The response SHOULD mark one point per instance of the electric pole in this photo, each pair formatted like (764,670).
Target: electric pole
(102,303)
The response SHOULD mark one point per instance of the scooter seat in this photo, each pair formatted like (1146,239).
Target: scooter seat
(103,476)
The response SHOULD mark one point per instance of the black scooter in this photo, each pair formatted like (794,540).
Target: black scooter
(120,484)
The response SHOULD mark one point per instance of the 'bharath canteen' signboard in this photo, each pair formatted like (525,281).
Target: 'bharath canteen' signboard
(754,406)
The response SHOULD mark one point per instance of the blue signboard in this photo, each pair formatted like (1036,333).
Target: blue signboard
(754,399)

════════════════

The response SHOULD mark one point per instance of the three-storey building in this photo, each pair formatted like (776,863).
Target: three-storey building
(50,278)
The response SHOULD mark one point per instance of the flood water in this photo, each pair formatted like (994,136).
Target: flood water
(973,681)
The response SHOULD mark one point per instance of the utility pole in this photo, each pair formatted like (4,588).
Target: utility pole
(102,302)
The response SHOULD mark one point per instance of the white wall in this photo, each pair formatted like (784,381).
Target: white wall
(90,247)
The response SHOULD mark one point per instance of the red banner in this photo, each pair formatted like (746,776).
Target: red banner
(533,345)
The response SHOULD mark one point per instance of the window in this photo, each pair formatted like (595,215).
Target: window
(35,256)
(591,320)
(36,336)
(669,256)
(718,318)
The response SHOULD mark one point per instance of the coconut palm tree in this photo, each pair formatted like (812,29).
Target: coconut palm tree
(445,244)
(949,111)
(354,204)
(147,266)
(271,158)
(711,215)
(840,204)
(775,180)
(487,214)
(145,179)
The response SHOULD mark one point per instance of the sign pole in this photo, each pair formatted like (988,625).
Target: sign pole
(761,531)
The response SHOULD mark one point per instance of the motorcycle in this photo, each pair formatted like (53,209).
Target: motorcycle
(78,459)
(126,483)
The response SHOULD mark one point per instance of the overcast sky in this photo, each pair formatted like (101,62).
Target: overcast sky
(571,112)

════════════════

• Exercise requirements:
Above is a listing; print exactly its lines from the one with "The response SHOULD mark one point per instance of the scooter" through the one with "The response SHOULD mark one point per instance of the blue", and no other lines.

• Exercise response:
The response SHOULD mark one point per instance of the scooter seat in this photo, each pair formatted like (1146,239).
Target: scooter seat
(103,476)
The response SHOULD mark one point per instance of the black scooter in this photo, each pair formatted like (794,540).
Target: black scooter
(120,484)
The response SHOULD mark one point per instance of the 'bharath canteen' signboard in this photo, each pair formatted like (525,281).
Target: 'bharath canteen' signboard
(754,406)
The response SHOULD mark one point per instance of the blue signboard in this photo, each pair formatted like (1036,333).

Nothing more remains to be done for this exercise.